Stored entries
**********

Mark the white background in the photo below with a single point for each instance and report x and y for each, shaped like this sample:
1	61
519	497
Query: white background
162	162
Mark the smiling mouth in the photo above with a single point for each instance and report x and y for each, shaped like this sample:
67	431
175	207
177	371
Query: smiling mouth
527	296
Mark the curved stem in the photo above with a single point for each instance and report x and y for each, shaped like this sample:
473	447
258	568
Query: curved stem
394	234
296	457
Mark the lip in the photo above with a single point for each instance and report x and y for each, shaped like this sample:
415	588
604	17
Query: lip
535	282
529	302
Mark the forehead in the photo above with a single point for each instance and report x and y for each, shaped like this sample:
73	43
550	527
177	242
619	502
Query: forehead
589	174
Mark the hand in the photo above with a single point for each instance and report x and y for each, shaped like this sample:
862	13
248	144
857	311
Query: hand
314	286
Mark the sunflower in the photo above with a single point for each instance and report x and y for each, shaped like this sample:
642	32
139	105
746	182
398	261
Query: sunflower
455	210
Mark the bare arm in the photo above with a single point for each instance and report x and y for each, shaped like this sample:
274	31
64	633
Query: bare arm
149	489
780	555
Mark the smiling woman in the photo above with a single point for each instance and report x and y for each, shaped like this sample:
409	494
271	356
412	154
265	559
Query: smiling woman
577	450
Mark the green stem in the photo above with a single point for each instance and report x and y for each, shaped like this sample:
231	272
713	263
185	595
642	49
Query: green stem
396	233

**********

**Description of the task**
All of the entries must be given again, word for word.

**Solution for this problem**
Mark the white background in the photo below with a single point for each instance and report x and y for each, shaped like this sample:
1	61
519	497
Query: white background
162	162
Mark the smiling mouth in the photo above with a single point for each instance and report x and y for each, shaped like this sample:
67	431
175	207
177	371
Query: smiling mouth
527	296
Mark the curved stem in the photo above with a single point for each instance and report x and y for each, shaped like this sample:
473	447
258	568
Query: curved stem
394	234
296	457
Mark the lip in the photo above with a single point for each instance and report x and y for each, shaped like this sample:
415	588
604	17
Query: lip
535	282
529	302
Mark the forehead in the photo above with a single point for each instance and report x and y for each, shaped like this sample:
73	43
550	527
177	242
619	502
Query: forehead
589	174
Mark the hand in the photo above with a single point for each instance and report x and y for each, shaped like this sample:
862	13
248	144
857	311
Query: hand
314	286
Mark the sunflower in the photo above with a single point for each instance and report x and y for each, shaped like this sample:
642	32
139	105
746	182
398	261
Query: sunflower
455	210
Mark the bare arm in the photo above with a single point for each instance and report x and y for each, shaped like this sample:
274	31
64	633
Query: bare arm
149	489
780	555
Mark the smiling woman in the photo above with a single point for each instance and report x and y for each, shaped like this sample:
409	494
271	356
412	154
265	559
Query: smiling woman
577	450
Mark the green stem in the photo above with a single point for each instance and report x and y for each, shaped like this sample:
231	272
713	263
185	595
642	49
Query: green stem
396	233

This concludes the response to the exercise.